Forecasters see growth in Kansas tax revenues

Kansas budget director Shawn Sullivan, left, and Legislative Research Department director Raney Gilliland announce that official revenue forecasts for the next year and a half have been raised by 25 million, due mainly to growth in sales taxes and corporate income taxes.

? Kansas revenue forecasters on Thursday raised their official estimate of state tax collections over the next year and a half by a combined $225 million, citing recent increases in sales tax and corporate income tax collections.

But the actual increase is likely to be higher than that because the new forecasts do not include much of the impact from changes in individual income taxes that lawmakers approved this year, something the forecasters said was too hard to predict.

The full impact of those tax changes will become clearer when farmers and business owners who had been exempt from state income taxes since 2013 pay their 2017 taxes in April, May and June.

Thursday’s report from the Consensus Revenue Estimating Group was mildly good news for lawmakers, who are under pressure from the Kansas Supreme Court to increase K-12 education funding.

YOUR GOAL: Please quote the Kansas revenue article above in full, word for word. The lines that come next have nothing to do with the Kansas revenue article.

STORED DATA:
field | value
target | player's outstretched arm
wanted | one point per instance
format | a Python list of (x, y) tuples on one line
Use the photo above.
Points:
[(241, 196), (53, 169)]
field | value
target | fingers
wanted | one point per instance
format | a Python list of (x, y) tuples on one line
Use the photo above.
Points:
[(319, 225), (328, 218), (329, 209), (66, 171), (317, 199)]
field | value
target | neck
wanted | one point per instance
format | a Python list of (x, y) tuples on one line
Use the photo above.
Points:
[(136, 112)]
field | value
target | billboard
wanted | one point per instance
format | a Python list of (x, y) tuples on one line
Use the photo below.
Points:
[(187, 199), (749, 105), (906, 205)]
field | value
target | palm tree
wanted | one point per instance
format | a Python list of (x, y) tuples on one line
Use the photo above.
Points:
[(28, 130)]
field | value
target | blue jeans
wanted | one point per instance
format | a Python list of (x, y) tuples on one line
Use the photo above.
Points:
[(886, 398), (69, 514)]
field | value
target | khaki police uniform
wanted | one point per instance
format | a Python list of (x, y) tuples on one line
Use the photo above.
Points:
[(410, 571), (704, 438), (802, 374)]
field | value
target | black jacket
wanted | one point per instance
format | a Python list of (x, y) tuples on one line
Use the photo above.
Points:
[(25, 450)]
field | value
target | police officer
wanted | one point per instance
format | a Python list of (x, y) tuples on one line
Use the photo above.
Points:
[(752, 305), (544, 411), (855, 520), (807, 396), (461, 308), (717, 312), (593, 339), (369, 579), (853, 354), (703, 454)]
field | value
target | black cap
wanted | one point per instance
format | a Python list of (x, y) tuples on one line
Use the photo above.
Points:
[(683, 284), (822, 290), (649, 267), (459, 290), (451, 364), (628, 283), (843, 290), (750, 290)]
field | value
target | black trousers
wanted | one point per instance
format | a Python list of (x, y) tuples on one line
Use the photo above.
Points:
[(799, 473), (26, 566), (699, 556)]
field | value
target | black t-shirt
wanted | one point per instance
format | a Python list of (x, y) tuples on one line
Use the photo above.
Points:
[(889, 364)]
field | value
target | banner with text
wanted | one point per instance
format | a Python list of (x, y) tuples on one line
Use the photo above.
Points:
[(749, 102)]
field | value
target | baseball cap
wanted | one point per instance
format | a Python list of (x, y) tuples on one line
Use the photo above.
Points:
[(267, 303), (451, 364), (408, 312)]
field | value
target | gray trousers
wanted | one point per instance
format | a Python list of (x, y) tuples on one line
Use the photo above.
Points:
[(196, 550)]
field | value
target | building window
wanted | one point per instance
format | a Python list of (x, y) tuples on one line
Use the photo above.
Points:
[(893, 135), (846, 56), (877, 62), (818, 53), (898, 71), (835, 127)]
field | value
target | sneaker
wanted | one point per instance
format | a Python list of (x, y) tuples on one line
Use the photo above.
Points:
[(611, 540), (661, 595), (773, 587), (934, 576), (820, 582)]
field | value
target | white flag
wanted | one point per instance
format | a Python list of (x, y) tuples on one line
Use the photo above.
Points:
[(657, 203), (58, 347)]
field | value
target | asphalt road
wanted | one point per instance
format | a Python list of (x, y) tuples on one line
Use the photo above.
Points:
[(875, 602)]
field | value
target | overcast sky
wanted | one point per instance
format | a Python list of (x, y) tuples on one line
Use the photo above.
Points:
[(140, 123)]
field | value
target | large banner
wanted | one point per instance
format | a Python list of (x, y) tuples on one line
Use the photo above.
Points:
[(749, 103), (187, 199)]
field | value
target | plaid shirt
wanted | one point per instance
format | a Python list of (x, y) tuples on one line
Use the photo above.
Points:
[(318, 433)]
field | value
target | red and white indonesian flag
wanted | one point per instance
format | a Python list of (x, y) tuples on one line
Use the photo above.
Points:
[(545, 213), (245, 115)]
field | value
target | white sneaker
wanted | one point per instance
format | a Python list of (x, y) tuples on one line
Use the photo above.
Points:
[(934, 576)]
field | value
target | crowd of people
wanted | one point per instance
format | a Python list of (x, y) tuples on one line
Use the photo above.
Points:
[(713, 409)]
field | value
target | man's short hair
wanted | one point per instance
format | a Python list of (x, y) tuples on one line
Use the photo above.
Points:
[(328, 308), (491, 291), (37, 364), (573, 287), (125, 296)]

FINAL RESULT:
Forecasters see growth in Kansas tax revenues

Kansas budget director Shawn Sullivan, left, and Legislative Research Department director Raney Gilliland announce that official revenue forecasts for the next year and a half have been raised by 25 million, due mainly to growth in sales taxes and corporate income taxes.

? Kansas revenue forecasters on Thursday raised their official estimate of state tax collections over the next year and a half by a combined $225 million, citing recent increases in sales tax and corporate income tax collections.

But the actual increase is likely to be higher than that because the new forecasts do not include much of the impact from changes in individual income taxes that lawmakers approved this year, something the forecasters said was too hard to predict.

The full impact of those tax changes will become clearer when farmers and business owners who had been exempt from state income taxes since 2013 pay their 2017 taxes in April, May and June.

Thursday’s report from the Consensus Revenue Estimating Group was mildly good news for lawmakers, who are under pressure from the Kansas Supreme Court to increase K-12 education funding.